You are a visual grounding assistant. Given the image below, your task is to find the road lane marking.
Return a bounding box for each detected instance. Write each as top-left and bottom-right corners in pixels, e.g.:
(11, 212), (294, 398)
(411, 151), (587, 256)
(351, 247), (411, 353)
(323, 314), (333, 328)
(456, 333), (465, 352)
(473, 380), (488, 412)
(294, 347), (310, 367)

+ + +

# What the task requires
Reproduce every line above in full, raising each number in the answer bounding-box coordinates by 54. Keep the three sample coordinate lines that show the format unchanged.

# Problem solution
You are a visual grounding assistant. Given the image below, your task is to find the road lane marking.
Return a bounding box for each detected instance. Write each as top-left and bottom-right corners in pixels, e.g.:
(11, 212), (294, 398)
(411, 151), (587, 256)
(351, 247), (411, 353)
(377, 368), (387, 382)
(510, 387), (519, 406)
(527, 434), (542, 466)
(348, 401), (364, 421)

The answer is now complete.